> [TRY IT] The listing below is to be reproduced in full, character for character.

━━━━━━━━━━━━━━━━━━━━

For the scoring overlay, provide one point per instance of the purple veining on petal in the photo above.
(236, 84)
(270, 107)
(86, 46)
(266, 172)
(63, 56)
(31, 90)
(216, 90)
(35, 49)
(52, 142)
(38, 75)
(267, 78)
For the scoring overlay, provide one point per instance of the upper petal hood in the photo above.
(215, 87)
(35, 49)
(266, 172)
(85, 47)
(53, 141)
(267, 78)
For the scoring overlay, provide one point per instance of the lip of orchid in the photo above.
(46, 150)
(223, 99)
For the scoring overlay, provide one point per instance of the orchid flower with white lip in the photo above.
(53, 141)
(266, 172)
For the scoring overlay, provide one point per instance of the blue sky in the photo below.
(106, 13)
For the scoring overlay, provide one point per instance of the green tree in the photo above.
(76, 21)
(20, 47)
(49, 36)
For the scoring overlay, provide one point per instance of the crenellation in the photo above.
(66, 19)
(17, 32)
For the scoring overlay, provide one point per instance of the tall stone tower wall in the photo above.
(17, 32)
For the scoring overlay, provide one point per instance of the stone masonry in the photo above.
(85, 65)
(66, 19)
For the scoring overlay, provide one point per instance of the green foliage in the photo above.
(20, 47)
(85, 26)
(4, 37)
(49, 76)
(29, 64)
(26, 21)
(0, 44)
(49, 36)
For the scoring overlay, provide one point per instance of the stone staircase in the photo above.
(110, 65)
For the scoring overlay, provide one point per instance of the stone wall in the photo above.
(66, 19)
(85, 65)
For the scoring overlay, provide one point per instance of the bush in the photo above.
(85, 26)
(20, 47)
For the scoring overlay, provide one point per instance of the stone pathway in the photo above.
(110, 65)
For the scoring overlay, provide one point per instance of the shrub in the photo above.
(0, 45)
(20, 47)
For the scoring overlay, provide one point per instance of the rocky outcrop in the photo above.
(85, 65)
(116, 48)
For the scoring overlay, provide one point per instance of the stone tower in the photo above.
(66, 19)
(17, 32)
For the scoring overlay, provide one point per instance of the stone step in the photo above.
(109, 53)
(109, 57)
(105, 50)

━━━━━━━━━━━━━━━━━━━━

> [COMPLETED EXERCISE]
For the scoring overlay, provide one point per instance of the purple veining on petal in the photo above.
(236, 84)
(270, 107)
(86, 46)
(266, 172)
(63, 56)
(31, 90)
(216, 90)
(35, 49)
(52, 142)
(38, 75)
(267, 78)
For the scoring overlay, provide one point per instance of the upper petal hood in the photo above.
(215, 87)
(35, 49)
(266, 172)
(85, 47)
(53, 141)
(267, 78)
For the scoring overlay, provide one point per instance of the lip of orchid in the photo above.
(46, 150)
(223, 99)
For the scoring overlay, provide one point per instance of the orchid flower with white lip in the photo above.
(53, 141)
(266, 172)
For the scoring overlay, provide one point per instance of the blue sky in the photo below.
(106, 13)
For the scoring overlay, provide one point per instance of the green tree in the photo above.
(76, 21)
(20, 47)
(49, 36)
For the scoring overlay, provide one point per instance of the crenellation in the photo above.
(66, 19)
(17, 32)
For the scoring overlay, provide one point per instance of the tall stone tower wall in the photo above.
(17, 32)
For the scoring overlay, provide one point per instance of the stone masonry in the photo above.
(85, 65)
(66, 19)
For the scoring overlay, provide one point per instance of the green foliage in the photo above.
(20, 47)
(85, 26)
(4, 37)
(49, 76)
(29, 64)
(26, 21)
(0, 44)
(49, 36)
For the scoring overlay, provide one point per instance of the stone staircase in the photo above.
(110, 65)
For the scoring overlay, provide one point per instance of the stone wall in the photo above.
(66, 19)
(85, 65)
For the scoring overlay, provide one point per instance of the bush in the photo above.
(85, 26)
(20, 47)
For the scoring overlay, provide one point per instance of the stone pathway in the photo above.
(110, 65)
For the scoring overlay, provide one point per instance of the shrub in the photo above.
(0, 45)
(20, 47)
For the scoring overlay, provide one point per instance of the rocky outcrop in the photo above.
(85, 65)
(116, 48)
For the scoring overlay, provide one point per instance of the stone tower in the photo above.
(66, 19)
(17, 32)
For the scoring overlay, provide one point per instance of the stone step in the photo above.
(109, 53)
(109, 57)
(105, 50)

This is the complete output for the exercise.